- _Problem details_:
Copy the listing below verbatim, starting at its first line and ending with the line containing "266], [307, 271]]", with both of those lines included.

-- Start Source records --

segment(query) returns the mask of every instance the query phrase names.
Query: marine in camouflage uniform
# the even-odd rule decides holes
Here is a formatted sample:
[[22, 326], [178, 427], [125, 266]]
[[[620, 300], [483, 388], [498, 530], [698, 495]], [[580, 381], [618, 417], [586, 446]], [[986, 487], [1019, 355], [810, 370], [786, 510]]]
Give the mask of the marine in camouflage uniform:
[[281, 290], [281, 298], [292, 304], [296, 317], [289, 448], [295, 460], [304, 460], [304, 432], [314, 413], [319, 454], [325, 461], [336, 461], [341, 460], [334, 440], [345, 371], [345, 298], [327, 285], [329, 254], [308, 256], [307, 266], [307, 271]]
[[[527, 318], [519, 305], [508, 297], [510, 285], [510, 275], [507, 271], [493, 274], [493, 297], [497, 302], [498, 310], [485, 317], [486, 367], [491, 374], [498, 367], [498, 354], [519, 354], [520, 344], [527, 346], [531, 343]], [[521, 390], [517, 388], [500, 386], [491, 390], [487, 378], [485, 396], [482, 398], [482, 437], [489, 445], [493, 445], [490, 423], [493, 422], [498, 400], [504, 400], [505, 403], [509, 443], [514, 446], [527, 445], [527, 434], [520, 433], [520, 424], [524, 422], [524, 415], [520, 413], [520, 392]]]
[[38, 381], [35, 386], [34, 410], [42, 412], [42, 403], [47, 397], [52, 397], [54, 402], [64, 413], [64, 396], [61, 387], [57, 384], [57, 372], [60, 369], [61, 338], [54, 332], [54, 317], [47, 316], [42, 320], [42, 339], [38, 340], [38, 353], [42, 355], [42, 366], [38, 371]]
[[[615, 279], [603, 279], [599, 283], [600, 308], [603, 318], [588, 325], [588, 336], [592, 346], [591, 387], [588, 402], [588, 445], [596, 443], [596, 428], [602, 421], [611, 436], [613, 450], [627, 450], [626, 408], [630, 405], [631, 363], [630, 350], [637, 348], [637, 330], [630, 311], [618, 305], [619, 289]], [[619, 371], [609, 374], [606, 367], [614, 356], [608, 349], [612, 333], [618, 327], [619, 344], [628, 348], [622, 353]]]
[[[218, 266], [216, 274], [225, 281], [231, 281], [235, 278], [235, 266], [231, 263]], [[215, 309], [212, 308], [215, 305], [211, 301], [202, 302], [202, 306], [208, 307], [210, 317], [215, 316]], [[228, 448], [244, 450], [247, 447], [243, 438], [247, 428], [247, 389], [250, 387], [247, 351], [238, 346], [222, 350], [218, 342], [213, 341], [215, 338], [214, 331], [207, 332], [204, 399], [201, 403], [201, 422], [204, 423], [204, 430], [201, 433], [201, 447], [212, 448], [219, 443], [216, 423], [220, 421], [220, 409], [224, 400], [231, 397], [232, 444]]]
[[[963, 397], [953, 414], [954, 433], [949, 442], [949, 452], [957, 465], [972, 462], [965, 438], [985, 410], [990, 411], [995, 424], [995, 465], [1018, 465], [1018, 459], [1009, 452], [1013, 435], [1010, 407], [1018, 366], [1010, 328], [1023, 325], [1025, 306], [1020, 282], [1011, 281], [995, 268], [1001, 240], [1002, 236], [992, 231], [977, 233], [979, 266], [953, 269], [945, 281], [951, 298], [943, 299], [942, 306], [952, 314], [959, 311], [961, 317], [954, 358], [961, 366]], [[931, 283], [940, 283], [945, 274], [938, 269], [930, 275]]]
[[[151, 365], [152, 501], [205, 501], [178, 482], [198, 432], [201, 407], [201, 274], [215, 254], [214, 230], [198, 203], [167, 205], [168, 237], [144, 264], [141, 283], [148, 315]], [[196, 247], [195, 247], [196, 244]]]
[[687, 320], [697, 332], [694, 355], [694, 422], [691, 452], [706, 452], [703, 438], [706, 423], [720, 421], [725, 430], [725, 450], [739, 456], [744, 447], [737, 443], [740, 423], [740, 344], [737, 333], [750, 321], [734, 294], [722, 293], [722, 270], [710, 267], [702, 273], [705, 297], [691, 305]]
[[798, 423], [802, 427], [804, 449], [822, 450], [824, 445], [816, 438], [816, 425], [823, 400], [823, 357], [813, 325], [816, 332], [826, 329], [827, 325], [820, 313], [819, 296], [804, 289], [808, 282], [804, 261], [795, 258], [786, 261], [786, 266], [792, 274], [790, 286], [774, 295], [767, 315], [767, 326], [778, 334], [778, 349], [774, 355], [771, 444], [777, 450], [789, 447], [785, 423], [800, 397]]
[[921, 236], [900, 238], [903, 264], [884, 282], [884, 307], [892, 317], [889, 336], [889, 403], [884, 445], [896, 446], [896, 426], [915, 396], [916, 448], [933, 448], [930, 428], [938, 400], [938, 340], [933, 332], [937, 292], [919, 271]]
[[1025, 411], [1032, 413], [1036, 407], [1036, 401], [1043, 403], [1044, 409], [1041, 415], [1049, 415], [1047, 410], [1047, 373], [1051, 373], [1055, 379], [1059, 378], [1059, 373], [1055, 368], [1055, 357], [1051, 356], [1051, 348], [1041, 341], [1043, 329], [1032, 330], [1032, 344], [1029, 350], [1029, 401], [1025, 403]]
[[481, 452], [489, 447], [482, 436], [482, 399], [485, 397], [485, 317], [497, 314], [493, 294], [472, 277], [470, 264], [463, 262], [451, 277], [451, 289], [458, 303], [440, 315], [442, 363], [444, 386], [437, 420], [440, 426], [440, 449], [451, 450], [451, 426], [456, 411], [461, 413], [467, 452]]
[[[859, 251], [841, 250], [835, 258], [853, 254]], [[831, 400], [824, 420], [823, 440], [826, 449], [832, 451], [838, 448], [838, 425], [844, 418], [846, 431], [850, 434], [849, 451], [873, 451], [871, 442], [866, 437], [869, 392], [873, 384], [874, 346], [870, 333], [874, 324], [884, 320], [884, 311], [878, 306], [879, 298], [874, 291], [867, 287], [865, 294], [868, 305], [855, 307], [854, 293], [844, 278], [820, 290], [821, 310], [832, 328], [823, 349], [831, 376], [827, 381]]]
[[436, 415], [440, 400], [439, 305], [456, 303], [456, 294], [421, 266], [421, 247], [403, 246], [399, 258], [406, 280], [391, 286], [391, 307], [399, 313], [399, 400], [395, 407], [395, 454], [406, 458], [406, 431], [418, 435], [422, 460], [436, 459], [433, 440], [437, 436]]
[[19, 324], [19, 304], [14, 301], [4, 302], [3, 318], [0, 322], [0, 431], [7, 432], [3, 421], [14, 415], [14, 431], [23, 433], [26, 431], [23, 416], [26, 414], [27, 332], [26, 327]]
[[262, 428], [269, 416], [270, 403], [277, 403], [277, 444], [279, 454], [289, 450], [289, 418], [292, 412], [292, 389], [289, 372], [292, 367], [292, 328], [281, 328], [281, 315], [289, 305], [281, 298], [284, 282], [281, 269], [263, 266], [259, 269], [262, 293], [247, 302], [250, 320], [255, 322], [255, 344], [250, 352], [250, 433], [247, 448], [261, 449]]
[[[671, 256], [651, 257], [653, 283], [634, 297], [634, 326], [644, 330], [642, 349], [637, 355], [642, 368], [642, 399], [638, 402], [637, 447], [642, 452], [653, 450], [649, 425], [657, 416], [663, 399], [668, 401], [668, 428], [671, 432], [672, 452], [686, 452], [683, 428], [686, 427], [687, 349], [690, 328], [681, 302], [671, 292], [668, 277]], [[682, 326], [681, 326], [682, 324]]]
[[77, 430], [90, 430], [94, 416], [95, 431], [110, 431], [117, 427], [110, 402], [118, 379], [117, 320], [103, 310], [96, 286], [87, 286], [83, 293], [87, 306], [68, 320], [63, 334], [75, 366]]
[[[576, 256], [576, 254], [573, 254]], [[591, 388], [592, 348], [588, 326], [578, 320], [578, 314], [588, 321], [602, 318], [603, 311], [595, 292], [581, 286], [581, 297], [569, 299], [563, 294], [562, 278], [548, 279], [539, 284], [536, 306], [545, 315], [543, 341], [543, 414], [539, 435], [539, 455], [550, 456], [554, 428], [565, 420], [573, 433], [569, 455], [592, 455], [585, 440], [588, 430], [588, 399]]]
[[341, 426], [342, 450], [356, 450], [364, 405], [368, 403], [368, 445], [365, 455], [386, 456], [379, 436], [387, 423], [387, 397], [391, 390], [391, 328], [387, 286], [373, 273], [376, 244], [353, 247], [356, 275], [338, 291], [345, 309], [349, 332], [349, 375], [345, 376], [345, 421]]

-- End Source records --

- _Task solution_:
segment(query) returns the mask of every instance the query phrase names.
Query: marine in camouflage uniform
# the even-odd rule decides holes
Here is a formatted sample:
[[22, 326], [178, 427], [125, 266]]
[[[620, 300], [483, 388], [498, 530], [698, 495]], [[580, 381], [618, 417], [586, 446]], [[986, 487], [1019, 355], [810, 370], [786, 510]]]
Give the mask of the marine in camouflage uniform:
[[281, 290], [281, 298], [292, 304], [296, 317], [289, 448], [295, 460], [304, 460], [304, 432], [314, 413], [319, 454], [325, 461], [336, 461], [341, 460], [334, 440], [345, 371], [345, 298], [327, 285], [329, 254], [308, 256], [307, 266], [307, 271]]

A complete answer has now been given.